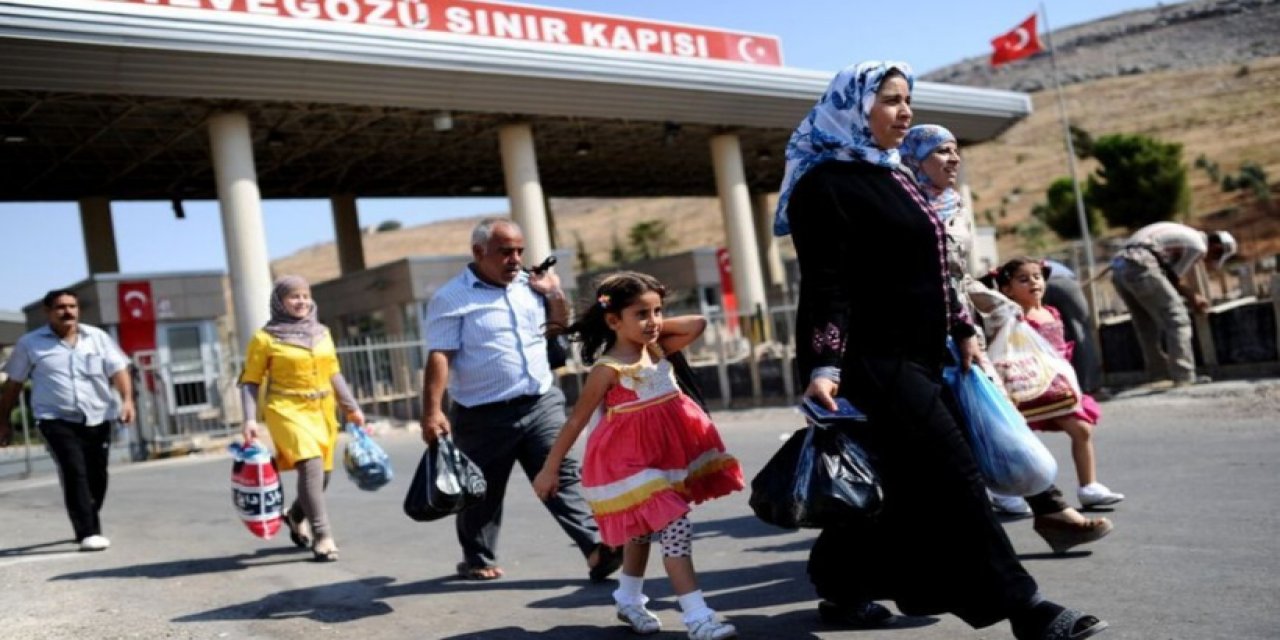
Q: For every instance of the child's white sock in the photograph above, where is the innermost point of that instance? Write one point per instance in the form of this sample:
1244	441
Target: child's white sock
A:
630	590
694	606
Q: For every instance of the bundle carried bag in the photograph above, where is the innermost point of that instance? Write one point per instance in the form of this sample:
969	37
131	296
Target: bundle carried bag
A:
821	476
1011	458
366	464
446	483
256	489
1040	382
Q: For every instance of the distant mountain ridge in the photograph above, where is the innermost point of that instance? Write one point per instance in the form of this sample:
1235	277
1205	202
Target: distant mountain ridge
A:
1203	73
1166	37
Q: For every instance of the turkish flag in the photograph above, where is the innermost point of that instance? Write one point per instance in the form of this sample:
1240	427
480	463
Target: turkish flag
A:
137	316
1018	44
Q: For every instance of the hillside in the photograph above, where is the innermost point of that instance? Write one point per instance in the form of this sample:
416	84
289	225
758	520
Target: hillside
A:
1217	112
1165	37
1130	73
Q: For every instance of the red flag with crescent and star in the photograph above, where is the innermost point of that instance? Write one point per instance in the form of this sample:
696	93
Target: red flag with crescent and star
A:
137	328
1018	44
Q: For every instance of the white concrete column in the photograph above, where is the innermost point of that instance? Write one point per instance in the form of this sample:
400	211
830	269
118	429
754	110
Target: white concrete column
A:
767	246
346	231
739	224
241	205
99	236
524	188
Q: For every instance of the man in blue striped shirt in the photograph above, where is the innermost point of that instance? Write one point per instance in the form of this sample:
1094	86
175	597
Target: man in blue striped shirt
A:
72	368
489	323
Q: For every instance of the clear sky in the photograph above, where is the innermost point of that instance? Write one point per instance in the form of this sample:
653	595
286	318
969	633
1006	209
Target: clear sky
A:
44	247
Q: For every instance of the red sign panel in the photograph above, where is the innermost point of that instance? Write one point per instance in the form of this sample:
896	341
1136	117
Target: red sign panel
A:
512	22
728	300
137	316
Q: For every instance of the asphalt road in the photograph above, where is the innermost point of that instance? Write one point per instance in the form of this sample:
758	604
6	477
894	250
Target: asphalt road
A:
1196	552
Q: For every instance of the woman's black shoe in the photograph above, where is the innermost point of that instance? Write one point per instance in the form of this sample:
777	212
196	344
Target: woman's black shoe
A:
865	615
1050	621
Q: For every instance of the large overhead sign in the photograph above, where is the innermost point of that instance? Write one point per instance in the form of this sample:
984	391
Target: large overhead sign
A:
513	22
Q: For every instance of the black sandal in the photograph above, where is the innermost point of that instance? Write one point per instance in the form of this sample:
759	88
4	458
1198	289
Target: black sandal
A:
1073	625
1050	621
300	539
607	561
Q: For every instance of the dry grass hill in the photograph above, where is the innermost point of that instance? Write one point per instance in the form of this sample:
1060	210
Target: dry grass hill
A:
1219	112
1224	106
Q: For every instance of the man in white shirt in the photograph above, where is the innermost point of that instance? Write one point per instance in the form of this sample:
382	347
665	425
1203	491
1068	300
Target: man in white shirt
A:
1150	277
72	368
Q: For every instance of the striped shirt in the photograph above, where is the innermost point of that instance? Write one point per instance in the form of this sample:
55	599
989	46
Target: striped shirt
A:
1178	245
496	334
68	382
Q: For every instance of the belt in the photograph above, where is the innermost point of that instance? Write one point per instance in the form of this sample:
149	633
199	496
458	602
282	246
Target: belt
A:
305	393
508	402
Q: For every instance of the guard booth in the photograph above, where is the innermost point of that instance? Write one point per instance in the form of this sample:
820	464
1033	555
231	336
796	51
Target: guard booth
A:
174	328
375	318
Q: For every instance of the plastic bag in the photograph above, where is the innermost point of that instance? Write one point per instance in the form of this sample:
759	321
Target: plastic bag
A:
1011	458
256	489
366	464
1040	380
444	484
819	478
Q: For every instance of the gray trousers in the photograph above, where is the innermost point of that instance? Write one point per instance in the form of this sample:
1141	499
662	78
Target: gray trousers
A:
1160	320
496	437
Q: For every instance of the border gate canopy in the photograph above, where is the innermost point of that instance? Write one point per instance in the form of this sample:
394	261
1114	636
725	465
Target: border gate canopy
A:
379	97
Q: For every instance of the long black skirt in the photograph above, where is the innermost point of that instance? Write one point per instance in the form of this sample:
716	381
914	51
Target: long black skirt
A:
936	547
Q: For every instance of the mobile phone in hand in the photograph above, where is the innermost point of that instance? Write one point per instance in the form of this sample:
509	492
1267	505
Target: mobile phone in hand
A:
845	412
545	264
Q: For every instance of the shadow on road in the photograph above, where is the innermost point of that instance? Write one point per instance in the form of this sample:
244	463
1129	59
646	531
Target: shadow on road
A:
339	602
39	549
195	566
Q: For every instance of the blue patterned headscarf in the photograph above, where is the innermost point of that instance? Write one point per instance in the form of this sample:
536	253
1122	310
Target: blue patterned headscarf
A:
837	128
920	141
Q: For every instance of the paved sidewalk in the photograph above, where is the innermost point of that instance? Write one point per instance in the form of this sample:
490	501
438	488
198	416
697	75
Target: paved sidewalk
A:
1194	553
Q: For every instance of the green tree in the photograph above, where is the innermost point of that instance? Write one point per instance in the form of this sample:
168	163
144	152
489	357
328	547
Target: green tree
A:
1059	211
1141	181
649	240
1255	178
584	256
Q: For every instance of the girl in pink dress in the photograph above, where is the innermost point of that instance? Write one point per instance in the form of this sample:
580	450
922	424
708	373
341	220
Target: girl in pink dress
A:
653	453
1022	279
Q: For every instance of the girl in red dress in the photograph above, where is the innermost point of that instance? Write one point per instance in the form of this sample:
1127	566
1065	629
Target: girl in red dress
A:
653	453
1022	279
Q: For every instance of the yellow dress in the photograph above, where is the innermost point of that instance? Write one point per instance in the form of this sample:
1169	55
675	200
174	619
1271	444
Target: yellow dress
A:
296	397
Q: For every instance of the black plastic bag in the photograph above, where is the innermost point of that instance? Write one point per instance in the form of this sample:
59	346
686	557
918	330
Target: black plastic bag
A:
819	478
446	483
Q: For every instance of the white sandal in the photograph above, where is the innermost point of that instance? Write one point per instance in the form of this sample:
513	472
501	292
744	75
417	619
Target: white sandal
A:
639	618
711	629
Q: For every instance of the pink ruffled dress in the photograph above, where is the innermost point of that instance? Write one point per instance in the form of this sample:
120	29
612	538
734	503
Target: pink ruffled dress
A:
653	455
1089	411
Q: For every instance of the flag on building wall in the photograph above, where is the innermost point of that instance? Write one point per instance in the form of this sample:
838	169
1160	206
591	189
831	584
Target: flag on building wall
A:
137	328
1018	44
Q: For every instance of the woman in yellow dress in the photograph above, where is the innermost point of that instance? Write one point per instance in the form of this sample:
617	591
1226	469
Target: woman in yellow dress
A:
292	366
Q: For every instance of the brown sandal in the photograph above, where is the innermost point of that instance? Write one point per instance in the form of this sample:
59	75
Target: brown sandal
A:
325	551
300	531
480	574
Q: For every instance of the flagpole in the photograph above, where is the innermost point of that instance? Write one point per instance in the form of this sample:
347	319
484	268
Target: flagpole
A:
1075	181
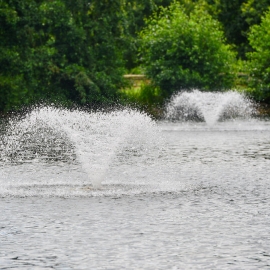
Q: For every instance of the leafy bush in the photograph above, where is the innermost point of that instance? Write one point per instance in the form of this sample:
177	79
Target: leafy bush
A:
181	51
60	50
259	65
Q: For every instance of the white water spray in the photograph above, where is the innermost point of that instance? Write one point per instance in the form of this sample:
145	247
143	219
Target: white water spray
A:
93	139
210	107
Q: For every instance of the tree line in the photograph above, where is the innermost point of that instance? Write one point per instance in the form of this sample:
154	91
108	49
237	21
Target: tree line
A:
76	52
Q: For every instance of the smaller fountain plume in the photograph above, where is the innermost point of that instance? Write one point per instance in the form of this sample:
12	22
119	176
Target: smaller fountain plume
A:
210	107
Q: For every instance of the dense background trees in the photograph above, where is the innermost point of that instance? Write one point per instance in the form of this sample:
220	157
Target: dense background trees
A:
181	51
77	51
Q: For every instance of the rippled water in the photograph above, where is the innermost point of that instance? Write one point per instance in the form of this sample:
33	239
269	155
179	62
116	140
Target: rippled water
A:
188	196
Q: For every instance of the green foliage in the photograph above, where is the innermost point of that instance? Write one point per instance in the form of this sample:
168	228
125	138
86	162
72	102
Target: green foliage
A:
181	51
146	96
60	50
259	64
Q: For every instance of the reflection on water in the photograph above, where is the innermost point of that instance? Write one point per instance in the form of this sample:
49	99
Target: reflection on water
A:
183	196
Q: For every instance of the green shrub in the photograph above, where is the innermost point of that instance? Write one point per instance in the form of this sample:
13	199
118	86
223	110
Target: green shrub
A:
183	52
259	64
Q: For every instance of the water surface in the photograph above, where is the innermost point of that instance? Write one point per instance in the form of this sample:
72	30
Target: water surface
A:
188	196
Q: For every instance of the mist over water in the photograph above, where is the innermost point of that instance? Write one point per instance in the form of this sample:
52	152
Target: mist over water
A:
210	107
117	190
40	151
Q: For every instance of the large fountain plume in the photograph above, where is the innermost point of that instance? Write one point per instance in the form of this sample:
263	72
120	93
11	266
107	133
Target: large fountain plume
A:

» **WORK TO COMPLETE**:
From the "Q: For every instance of the mist" line to the close of the listing, restate each line word for word.

» **EXERCISE OUTPUT**:
Q: For every instance of the mist over water in the photograph above, where is the innermost point of that instance? Write one point per instance in the form of this sample:
52	152
Target: mist over water
A:
210	107
117	190
40	151
Q: For every instance of the large fountain plume in the photograph above, where is the innermost point of that instance? Write one point per instance in the form of this sample:
263	72
120	93
11	266
107	133
Target: large fountain plume
A:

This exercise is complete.